■ AIM OF THE EXERCISE ■
All of the data, word for word and free of pictures, is the expected result.

■ INFORMATION GIVEN ■
--------------------------------------------------
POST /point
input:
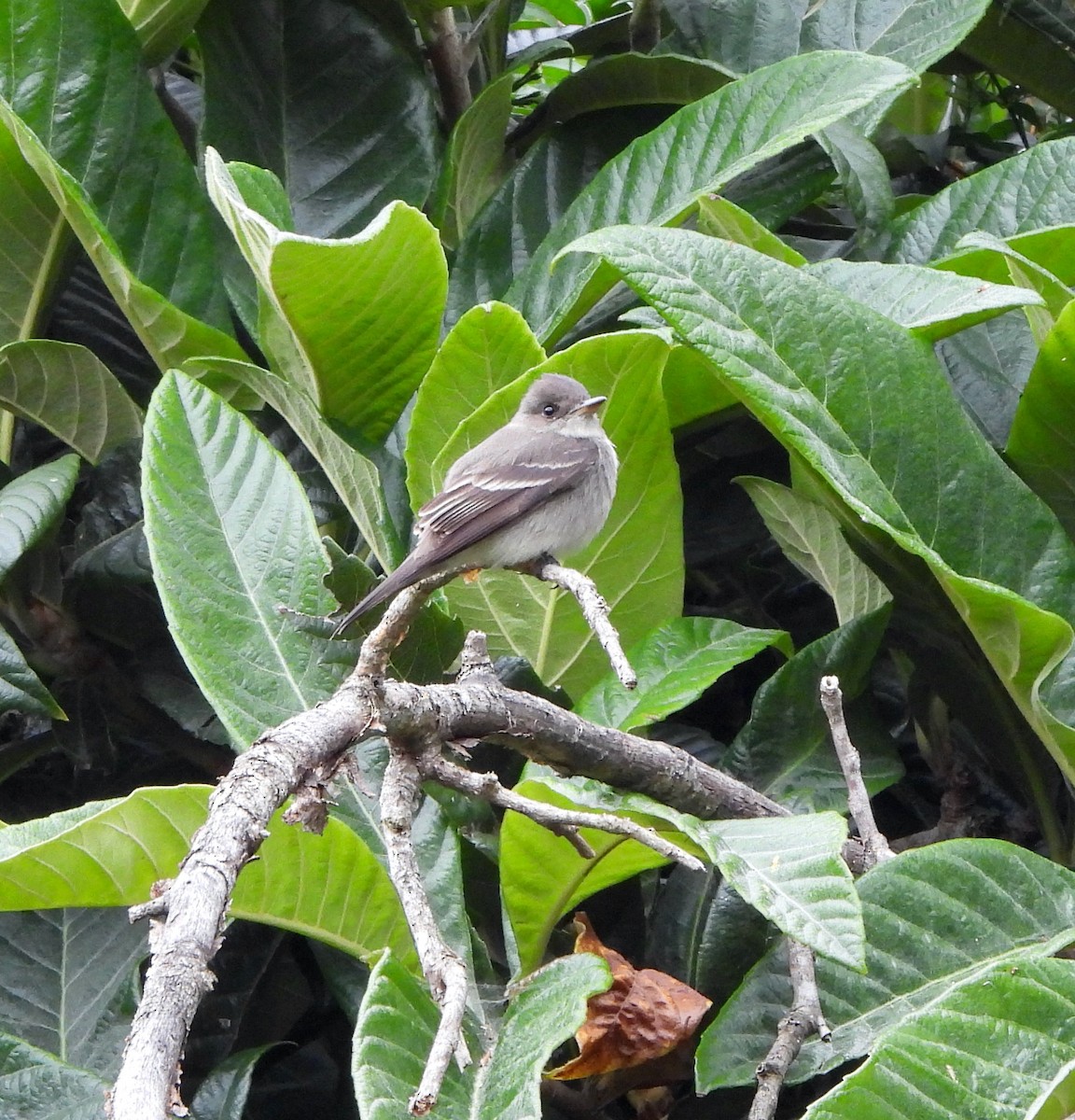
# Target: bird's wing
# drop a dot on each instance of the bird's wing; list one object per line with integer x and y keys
{"x": 513, "y": 473}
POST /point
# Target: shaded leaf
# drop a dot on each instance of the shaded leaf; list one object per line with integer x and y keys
{"x": 935, "y": 918}
{"x": 676, "y": 664}
{"x": 930, "y": 302}
{"x": 363, "y": 329}
{"x": 110, "y": 854}
{"x": 996, "y": 1040}
{"x": 397, "y": 1026}
{"x": 68, "y": 391}
{"x": 353, "y": 123}
{"x": 809, "y": 536}
{"x": 729, "y": 133}
{"x": 924, "y": 479}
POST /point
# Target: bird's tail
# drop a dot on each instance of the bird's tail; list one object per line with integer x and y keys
{"x": 403, "y": 576}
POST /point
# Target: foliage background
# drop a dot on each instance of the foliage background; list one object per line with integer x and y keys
{"x": 267, "y": 269}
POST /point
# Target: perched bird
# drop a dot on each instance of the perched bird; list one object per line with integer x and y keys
{"x": 542, "y": 484}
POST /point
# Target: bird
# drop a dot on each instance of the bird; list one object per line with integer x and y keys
{"x": 541, "y": 485}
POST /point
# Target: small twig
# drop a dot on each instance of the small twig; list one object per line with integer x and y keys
{"x": 443, "y": 969}
{"x": 447, "y": 59}
{"x": 381, "y": 642}
{"x": 644, "y": 26}
{"x": 561, "y": 821}
{"x": 804, "y": 1018}
{"x": 594, "y": 610}
{"x": 858, "y": 798}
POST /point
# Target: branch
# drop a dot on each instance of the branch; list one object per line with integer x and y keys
{"x": 443, "y": 969}
{"x": 801, "y": 1022}
{"x": 594, "y": 610}
{"x": 858, "y": 798}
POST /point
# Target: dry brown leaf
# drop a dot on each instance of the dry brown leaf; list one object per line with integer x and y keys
{"x": 644, "y": 1015}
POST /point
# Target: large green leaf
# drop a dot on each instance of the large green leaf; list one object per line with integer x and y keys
{"x": 789, "y": 868}
{"x": 756, "y": 33}
{"x": 398, "y": 1022}
{"x": 1027, "y": 193}
{"x": 485, "y": 351}
{"x": 70, "y": 391}
{"x": 62, "y": 974}
{"x": 1041, "y": 442}
{"x": 988, "y": 1048}
{"x": 354, "y": 477}
{"x": 331, "y": 96}
{"x": 232, "y": 539}
{"x": 676, "y": 664}
{"x": 364, "y": 313}
{"x": 110, "y": 852}
{"x": 636, "y": 561}
{"x": 727, "y": 133}
{"x": 935, "y": 918}
{"x": 29, "y": 1076}
{"x": 809, "y": 536}
{"x": 112, "y": 137}
{"x": 930, "y": 302}
{"x": 29, "y": 507}
{"x": 33, "y": 239}
{"x": 817, "y": 371}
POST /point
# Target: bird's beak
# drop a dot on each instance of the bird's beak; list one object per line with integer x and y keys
{"x": 589, "y": 407}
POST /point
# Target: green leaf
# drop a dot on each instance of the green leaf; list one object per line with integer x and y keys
{"x": 222, "y": 1096}
{"x": 915, "y": 33}
{"x": 925, "y": 479}
{"x": 232, "y": 538}
{"x": 792, "y": 871}
{"x": 475, "y": 162}
{"x": 70, "y": 391}
{"x": 731, "y": 132}
{"x": 488, "y": 348}
{"x": 996, "y": 1040}
{"x": 106, "y": 148}
{"x": 810, "y": 537}
{"x": 31, "y": 505}
{"x": 29, "y": 1076}
{"x": 636, "y": 561}
{"x": 930, "y": 302}
{"x": 935, "y": 917}
{"x": 354, "y": 477}
{"x": 110, "y": 854}
{"x": 1057, "y": 1100}
{"x": 363, "y": 329}
{"x": 866, "y": 180}
{"x": 397, "y": 1026}
{"x": 1030, "y": 191}
{"x": 1041, "y": 445}
{"x": 676, "y": 664}
{"x": 719, "y": 217}
{"x": 21, "y": 688}
{"x": 161, "y": 26}
{"x": 543, "y": 876}
{"x": 78, "y": 964}
{"x": 33, "y": 240}
{"x": 353, "y": 119}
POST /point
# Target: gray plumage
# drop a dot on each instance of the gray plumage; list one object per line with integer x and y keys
{"x": 542, "y": 484}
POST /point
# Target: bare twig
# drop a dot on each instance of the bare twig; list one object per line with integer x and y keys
{"x": 561, "y": 821}
{"x": 858, "y": 798}
{"x": 594, "y": 610}
{"x": 445, "y": 972}
{"x": 804, "y": 1019}
{"x": 447, "y": 59}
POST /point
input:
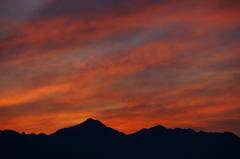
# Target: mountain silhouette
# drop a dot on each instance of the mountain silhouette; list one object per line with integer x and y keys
{"x": 92, "y": 139}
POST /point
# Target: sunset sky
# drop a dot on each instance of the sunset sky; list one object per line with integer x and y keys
{"x": 131, "y": 64}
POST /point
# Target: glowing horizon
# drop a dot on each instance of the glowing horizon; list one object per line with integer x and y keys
{"x": 130, "y": 64}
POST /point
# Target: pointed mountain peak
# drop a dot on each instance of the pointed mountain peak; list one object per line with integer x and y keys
{"x": 91, "y": 121}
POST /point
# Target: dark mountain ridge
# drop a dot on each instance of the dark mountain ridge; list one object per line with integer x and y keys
{"x": 93, "y": 138}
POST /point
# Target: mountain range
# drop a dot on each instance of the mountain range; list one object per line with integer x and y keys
{"x": 93, "y": 140}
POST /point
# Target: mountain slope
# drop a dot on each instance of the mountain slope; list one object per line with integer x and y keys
{"x": 95, "y": 139}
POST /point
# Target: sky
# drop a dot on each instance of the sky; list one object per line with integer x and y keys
{"x": 131, "y": 64}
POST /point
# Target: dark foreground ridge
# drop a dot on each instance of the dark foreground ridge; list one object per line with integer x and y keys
{"x": 93, "y": 140}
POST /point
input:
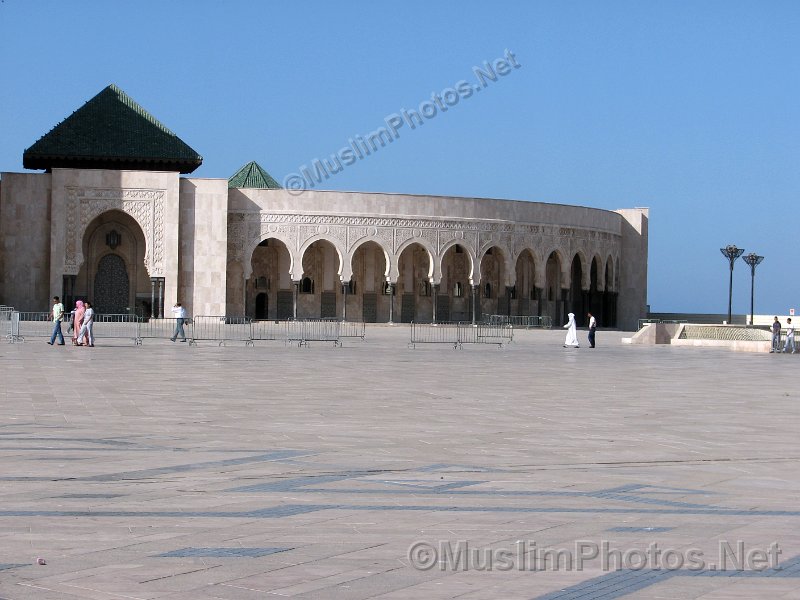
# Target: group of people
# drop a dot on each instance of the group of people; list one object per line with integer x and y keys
{"x": 776, "y": 336}
{"x": 81, "y": 323}
{"x": 572, "y": 331}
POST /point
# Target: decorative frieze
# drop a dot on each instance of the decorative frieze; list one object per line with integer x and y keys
{"x": 145, "y": 206}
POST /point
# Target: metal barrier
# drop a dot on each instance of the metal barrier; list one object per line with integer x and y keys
{"x": 160, "y": 329}
{"x": 34, "y": 324}
{"x": 441, "y": 333}
{"x": 521, "y": 321}
{"x": 10, "y": 322}
{"x": 495, "y": 334}
{"x": 353, "y": 329}
{"x": 304, "y": 331}
{"x": 124, "y": 326}
{"x": 220, "y": 329}
{"x": 461, "y": 333}
{"x": 269, "y": 330}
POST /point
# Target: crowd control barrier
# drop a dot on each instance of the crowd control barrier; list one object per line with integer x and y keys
{"x": 521, "y": 321}
{"x": 458, "y": 334}
{"x": 220, "y": 329}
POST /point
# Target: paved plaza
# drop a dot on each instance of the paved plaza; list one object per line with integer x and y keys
{"x": 380, "y": 471}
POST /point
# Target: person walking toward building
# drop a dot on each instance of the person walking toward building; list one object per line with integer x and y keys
{"x": 789, "y": 336}
{"x": 86, "y": 328}
{"x": 56, "y": 313}
{"x": 592, "y": 329}
{"x": 572, "y": 333}
{"x": 180, "y": 319}
{"x": 776, "y": 336}
{"x": 77, "y": 320}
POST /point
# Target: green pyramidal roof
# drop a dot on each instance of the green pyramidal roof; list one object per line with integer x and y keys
{"x": 252, "y": 175}
{"x": 111, "y": 131}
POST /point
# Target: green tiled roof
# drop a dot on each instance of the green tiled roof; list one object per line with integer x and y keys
{"x": 252, "y": 175}
{"x": 111, "y": 131}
--------------------------------------------------
■ ANSWER SECTION ■
POST /point
input:
# Target: bird's wing
# drop a dot on each instance of the bird's wing; list one object per line with integer x and y keys
{"x": 513, "y": 473}
POST /point
# Target: shaded leaf
# drop a dot on each instance of the shaded leaf; list one object per line with integer x and y keys
{"x": 935, "y": 918}
{"x": 676, "y": 664}
{"x": 930, "y": 302}
{"x": 363, "y": 329}
{"x": 110, "y": 854}
{"x": 996, "y": 1040}
{"x": 397, "y": 1026}
{"x": 68, "y": 391}
{"x": 353, "y": 123}
{"x": 809, "y": 536}
{"x": 729, "y": 133}
{"x": 924, "y": 479}
POST /point
# Target: bird's tail
# drop a dot on each instance of the bird's tail; list one object per line with integer x and y keys
{"x": 403, "y": 576}
POST /point
# Target: foliage background
# drop a dot on each instance of the foliage background; list one object per line with integer x and y keys
{"x": 267, "y": 269}
POST /point
# Target: perched bird
# drop a dot on each instance of the perched bird; list one object per line with integer x and y keys
{"x": 542, "y": 484}
POST /point
# Target: bird
# drop a dot on each instance of the bird; list one object per line with integer x and y keys
{"x": 541, "y": 485}
POST /point
# Target: small twig
# drop a dot on each instance of the small twig; list one object per line with integer x and y keys
{"x": 443, "y": 969}
{"x": 447, "y": 59}
{"x": 381, "y": 642}
{"x": 644, "y": 26}
{"x": 561, "y": 821}
{"x": 804, "y": 1018}
{"x": 594, "y": 610}
{"x": 858, "y": 798}
POST /point
# Target: branch
# drop a dot on each instance of the branch; list one object per line with integer x and y keys
{"x": 443, "y": 969}
{"x": 801, "y": 1022}
{"x": 594, "y": 610}
{"x": 858, "y": 798}
POST /point
# Target: dry brown leaf
# drop a dot on each instance of the dry brown leaf; list one object per line with integer x and y keys
{"x": 644, "y": 1015}
POST /point
# Target: large green leaf
# drop a dot on each instance of the large green leaf; list one object per line with integer x and y keys
{"x": 789, "y": 868}
{"x": 756, "y": 33}
{"x": 398, "y": 1022}
{"x": 1027, "y": 193}
{"x": 485, "y": 351}
{"x": 70, "y": 391}
{"x": 62, "y": 974}
{"x": 1041, "y": 442}
{"x": 988, "y": 1048}
{"x": 354, "y": 477}
{"x": 331, "y": 96}
{"x": 232, "y": 539}
{"x": 676, "y": 664}
{"x": 364, "y": 313}
{"x": 110, "y": 852}
{"x": 636, "y": 561}
{"x": 727, "y": 133}
{"x": 935, "y": 918}
{"x": 29, "y": 1076}
{"x": 809, "y": 536}
{"x": 112, "y": 137}
{"x": 930, "y": 302}
{"x": 29, "y": 507}
{"x": 33, "y": 239}
{"x": 817, "y": 371}
POST /point
# Target: bird's beak
# drop a dot on each instance of the bird's beak; list one object per line with integer x and y keys
{"x": 589, "y": 407}
POST /point
# Target: green leaf
# drop a dot on each instance of the green leaf; list one object per line with integer x and y keys
{"x": 222, "y": 1096}
{"x": 915, "y": 33}
{"x": 925, "y": 479}
{"x": 232, "y": 538}
{"x": 792, "y": 871}
{"x": 475, "y": 162}
{"x": 70, "y": 391}
{"x": 731, "y": 132}
{"x": 488, "y": 348}
{"x": 996, "y": 1040}
{"x": 106, "y": 148}
{"x": 810, "y": 537}
{"x": 31, "y": 505}
{"x": 29, "y": 1076}
{"x": 636, "y": 561}
{"x": 930, "y": 302}
{"x": 935, "y": 917}
{"x": 354, "y": 477}
{"x": 110, "y": 854}
{"x": 1057, "y": 1100}
{"x": 363, "y": 329}
{"x": 866, "y": 180}
{"x": 397, "y": 1026}
{"x": 1030, "y": 191}
{"x": 1041, "y": 445}
{"x": 676, "y": 664}
{"x": 719, "y": 217}
{"x": 21, "y": 688}
{"x": 161, "y": 26}
{"x": 543, "y": 876}
{"x": 78, "y": 964}
{"x": 33, "y": 240}
{"x": 353, "y": 119}
POST /point
# Target: gray plumage
# drop a dot on each instance of the gray plumage; list one object per line with integer x and y keys
{"x": 542, "y": 484}
POST /point
# Target: bare twig
# drop a dot on each instance of the bare twig; list one object per line with integer x and y keys
{"x": 561, "y": 821}
{"x": 858, "y": 798}
{"x": 594, "y": 610}
{"x": 445, "y": 972}
{"x": 804, "y": 1019}
{"x": 447, "y": 59}
POST /point
input:
# Target: mountain silhouette
# drop a dot on each instance of the mountain silhouette; list one object per line with integer x and y keys
{"x": 92, "y": 139}
POST /point
# Target: sunset sky
# drop a dot on each instance of the sunset sky; list one object per line with integer x and y keys
{"x": 131, "y": 64}
POST /point
# Target: glowing horizon
# drop a dot on each instance of the glowing horizon; list one object per line with integer x and y keys
{"x": 130, "y": 64}
POST /point
# Target: pointed mountain peak
# drop a dot on each instance of the pointed mountain peak; list one object per line with integer x and y keys
{"x": 91, "y": 121}
POST /point
# Target: dark mountain ridge
# drop a dot on each instance of the dark mountain ridge; list one object per line with integer x and y keys
{"x": 93, "y": 138}
POST /point
# Target: mountain range
# drop a dot on each instance of the mountain range; list one object per line with integer x and y keys
{"x": 93, "y": 140}
POST /point
# Target: mountain slope
# drop a dot on each instance of the mountain slope; list one object per line with integer x and y keys
{"x": 95, "y": 139}
POST /point
# Target: sky
# drop a dot on each instance of the sky; list one object per line with integer x and y keys
{"x": 131, "y": 64}
POST /point
# Target: dark foreground ridge
# drop a dot on each instance of the dark foreground ridge; list one object per line with integer x and y keys
{"x": 93, "y": 140}
POST /point
input:
# Target: group of people
# drop a dot on each instance of the group of people; list one object per line with integer x and y keys
{"x": 776, "y": 336}
{"x": 81, "y": 323}
{"x": 572, "y": 331}
POST /point
# Target: decorative frieze
# drop a dot on each instance of the decorative frieze; list one object per line with integer x and y keys
{"x": 145, "y": 206}
POST /point
# Target: metal barrier
# drop a dot on each instance of the metal barrier; list one object per line with integer x and y keys
{"x": 160, "y": 329}
{"x": 34, "y": 324}
{"x": 441, "y": 333}
{"x": 521, "y": 321}
{"x": 10, "y": 322}
{"x": 495, "y": 334}
{"x": 353, "y": 329}
{"x": 304, "y": 331}
{"x": 124, "y": 326}
{"x": 220, "y": 329}
{"x": 461, "y": 333}
{"x": 269, "y": 330}
POST /point
# Target: crowd control barrier
# drop a dot on each instance of the crowd control barrier; list one object per line with integer x and y keys
{"x": 521, "y": 321}
{"x": 458, "y": 334}
{"x": 220, "y": 329}
POST /point
# Target: paved plaza
# drop a dot on each instance of the paved plaza; list one object per line with integer x and y keys
{"x": 380, "y": 471}
POST /point
# Target: person walking toward building
# drop a dot on each instance of the person walking toward building; list one object per line with integer x and y keys
{"x": 789, "y": 336}
{"x": 86, "y": 328}
{"x": 56, "y": 313}
{"x": 592, "y": 329}
{"x": 572, "y": 333}
{"x": 180, "y": 319}
{"x": 776, "y": 336}
{"x": 77, "y": 320}
POST /point
# Target: green pyramidal roof
# drop a dot on each instance of the green pyramidal roof; list one object per line with integer x and y keys
{"x": 252, "y": 175}
{"x": 111, "y": 131}
POST /point
# Target: green tiled roof
# drop a dot on each instance of the green tiled roof; list one object per line with integer x and y keys
{"x": 252, "y": 175}
{"x": 111, "y": 131}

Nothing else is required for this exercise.